1. Agent calls prepare-meal("Wagyu steak, medium-rare, room 403")
2. NetworkTask serializes a WorkRequest with the full task context
3. Request is sent to kitchen
4. Kitchen runs its complete task pipeline (agent synthesis, execution, review gates)
5. Result flows back: "Preparing now, estimated 25 minutes, ticket #4071"
6. Agent continues
5. The WorkRequest Envelope¶
Every cross-ensemble message uses a standardized envelope:
public record WorkRequest(
String requestId, // Correlation + idempotency key
String from, // Requesting ensemble name
String task, // Shared task or tool name to execute
String context, // Natural language input/context
Priority priority, // CRITICAL / HIGH / NORMAL / LOW
Duration deadline, // Caller's SLA ("I need this within...")
DeliverySpec delivery, // How and where to return the result
String traceContext, // W3C traceparent for distributed tracing
CachePolicy cachePolicy, // USE_CACHED / FORCE_FRESH
String cacheKey // Optional, for result caching
) {}
public record DeliverySpec(
DeliveryMethod method, // WEBSOCKET / QUEUE / TOPIC / WEBHOOK / STORE / BROADCAST_CLAIM / NONE
String address // Method-specific address
) {}
Delivery methods¶
| Method | Address | Behavior |
|---|---|---|
WEBSOCKET |
ws://maintenance:7329/ws |
Direct, real-time |
QUEUE |
maintenance.results |
Durable point-to-point (Redis Streams, SQS) |
TOPIC |
maintenance.results |
Durable pub/sub (Kafka); multiple consumers |
WEBHOOK |
https://maintenance.internal/callback |
HTTP POST |
STORE |
Key in shared result store | Write to store; requester polls/subscribes |
BROADCAST_CLAIM |
Service name | Offer to all replicas; first to claim receives payload |
NONE |
-- | Fire and forget |
Ingress methods¶
Work can arrive at an ensemble from multiple sources simultaneously:
| Ingress | Description |
|---|---|
| WebSocket | Direct from another ensemble (real-time) |
| Queue | Pull from durable queue (Kafka, SQS, Redis Streams) |
| HTTP API | POST /api/work (external systems, scripts, CI pipelines) |
| Topic subscription | React to events from other ensembles |
| Schedule | Internal cron/interval (proactive tasks) |
All ingress sources normalize to the same WorkRequest envelope before entering the
ensemble's priority queue.

══════════════════════════════

TASK GOAL
Copy everything in the text on cross-ensemble work requests from "2. NetworkTask serializes" down to "execution, review gates)".

Dataset entries:

══════════════════════════════

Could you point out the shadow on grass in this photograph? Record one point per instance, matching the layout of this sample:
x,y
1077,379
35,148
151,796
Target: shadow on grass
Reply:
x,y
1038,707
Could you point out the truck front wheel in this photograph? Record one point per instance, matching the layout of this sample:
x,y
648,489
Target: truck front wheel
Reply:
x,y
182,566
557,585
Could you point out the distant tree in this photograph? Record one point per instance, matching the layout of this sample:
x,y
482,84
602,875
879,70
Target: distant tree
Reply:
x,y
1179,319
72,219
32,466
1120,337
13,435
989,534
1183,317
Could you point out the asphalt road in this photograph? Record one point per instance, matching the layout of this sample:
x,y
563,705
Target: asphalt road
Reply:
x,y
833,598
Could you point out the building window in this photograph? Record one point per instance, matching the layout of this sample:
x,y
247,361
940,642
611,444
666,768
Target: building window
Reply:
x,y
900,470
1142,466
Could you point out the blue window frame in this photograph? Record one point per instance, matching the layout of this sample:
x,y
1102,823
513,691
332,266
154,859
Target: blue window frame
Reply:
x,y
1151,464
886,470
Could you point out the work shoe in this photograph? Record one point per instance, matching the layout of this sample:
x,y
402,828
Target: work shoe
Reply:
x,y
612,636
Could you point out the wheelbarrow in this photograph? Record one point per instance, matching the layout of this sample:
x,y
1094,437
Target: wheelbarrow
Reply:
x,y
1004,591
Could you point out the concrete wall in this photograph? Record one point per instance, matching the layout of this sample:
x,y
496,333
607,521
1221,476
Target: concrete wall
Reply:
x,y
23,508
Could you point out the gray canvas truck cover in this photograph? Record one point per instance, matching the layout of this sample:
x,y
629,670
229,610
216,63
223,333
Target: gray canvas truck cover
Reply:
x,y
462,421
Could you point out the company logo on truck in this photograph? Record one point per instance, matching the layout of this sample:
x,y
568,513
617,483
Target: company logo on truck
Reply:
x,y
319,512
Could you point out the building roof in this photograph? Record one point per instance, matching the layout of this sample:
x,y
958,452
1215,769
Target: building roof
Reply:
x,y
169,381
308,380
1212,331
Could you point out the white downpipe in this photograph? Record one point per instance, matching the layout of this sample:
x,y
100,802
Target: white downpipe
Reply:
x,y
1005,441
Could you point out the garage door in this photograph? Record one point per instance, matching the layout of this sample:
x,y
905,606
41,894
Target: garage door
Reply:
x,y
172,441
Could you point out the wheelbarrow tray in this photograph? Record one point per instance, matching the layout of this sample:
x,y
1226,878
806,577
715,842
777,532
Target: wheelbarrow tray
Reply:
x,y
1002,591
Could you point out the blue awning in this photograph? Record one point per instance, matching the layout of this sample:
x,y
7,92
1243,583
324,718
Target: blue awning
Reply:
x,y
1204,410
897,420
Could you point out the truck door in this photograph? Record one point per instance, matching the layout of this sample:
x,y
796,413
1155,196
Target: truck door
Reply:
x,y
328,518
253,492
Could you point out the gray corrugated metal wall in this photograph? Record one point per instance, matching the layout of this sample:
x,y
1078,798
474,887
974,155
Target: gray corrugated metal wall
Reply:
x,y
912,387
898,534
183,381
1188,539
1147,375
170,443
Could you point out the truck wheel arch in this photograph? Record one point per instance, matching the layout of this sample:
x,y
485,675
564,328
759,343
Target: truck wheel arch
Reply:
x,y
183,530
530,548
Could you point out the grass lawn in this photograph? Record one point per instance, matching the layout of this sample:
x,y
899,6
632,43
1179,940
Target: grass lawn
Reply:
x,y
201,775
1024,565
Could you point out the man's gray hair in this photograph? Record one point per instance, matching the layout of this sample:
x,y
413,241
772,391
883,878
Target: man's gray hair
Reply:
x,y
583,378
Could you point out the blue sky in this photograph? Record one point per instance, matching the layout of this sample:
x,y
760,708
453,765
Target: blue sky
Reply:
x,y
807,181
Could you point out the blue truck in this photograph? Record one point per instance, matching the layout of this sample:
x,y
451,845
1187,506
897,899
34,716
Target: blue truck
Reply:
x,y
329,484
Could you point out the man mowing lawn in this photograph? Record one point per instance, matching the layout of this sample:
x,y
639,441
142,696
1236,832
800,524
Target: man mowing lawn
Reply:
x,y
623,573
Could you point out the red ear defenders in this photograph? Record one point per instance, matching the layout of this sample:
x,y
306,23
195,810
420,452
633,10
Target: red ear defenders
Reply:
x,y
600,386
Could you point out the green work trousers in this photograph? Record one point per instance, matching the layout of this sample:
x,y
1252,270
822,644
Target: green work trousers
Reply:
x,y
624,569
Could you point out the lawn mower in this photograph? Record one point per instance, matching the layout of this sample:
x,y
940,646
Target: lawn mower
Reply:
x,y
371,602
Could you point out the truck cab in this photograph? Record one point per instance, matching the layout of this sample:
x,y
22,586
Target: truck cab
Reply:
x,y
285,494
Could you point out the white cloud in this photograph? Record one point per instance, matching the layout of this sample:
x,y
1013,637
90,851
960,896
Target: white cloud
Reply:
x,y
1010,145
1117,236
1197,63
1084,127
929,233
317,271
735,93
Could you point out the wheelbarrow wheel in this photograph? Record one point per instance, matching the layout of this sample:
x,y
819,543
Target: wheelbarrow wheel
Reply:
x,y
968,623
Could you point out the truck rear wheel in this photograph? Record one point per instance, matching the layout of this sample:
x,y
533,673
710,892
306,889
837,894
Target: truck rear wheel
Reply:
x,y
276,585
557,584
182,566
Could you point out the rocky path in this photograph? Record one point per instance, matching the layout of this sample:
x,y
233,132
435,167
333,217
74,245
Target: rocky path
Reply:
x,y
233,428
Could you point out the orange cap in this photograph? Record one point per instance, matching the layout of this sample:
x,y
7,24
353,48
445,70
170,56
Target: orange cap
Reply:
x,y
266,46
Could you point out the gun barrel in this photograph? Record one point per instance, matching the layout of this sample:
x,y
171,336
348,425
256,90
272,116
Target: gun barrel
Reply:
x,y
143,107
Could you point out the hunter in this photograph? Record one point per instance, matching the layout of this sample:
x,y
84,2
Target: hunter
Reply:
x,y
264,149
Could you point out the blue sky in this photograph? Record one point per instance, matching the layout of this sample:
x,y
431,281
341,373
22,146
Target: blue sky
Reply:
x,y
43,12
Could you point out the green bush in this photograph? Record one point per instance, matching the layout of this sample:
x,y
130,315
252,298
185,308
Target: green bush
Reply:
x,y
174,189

══════════════════════════════

WRITTEN RESPONSE
2. NetworkTask serializes a WorkRequest with the full task context
3. Request is sent to kitchen
4. Kitchen runs its complete task pipeline (agent synthesis, execution, review gates)